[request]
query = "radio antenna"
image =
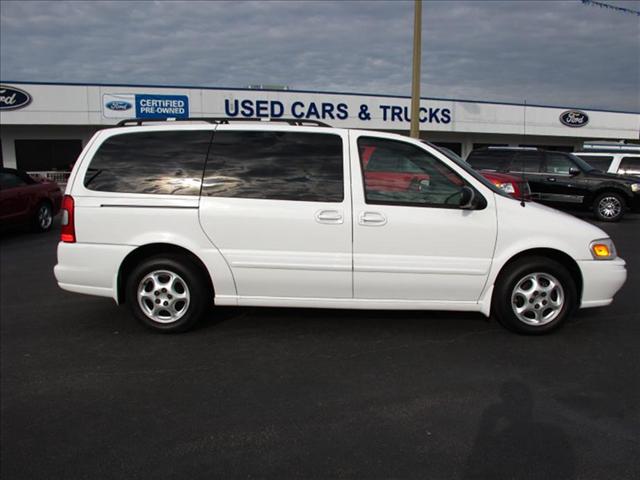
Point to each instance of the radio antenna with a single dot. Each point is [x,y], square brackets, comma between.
[524,136]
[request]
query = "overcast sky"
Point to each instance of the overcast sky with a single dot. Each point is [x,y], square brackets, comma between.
[555,53]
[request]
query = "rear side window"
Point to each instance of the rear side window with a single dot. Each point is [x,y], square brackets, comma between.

The task:
Rewrite all the items above line by line, keeping their wording, and scale every point coordinate in the answers by 1.8, rounding to whole numbers with halves going up. Leave the pictures out.

Answer to this problem:
[request]
query = "radio antenna"
image =
Point to each instance of the radio antenna with a single dot. Each point is [x,y], square brackets, comma between.
[943,245]
[request]
query = "overcast sky"
Point to each instance of the overcast sky with a single dot. Each point is [x,y], square brackets, comma between.
[999,95]
[request]
query = "rear side window"
Point to each instance of the rear side window with a single dot. Each point is [x,y], square brackets, comma between.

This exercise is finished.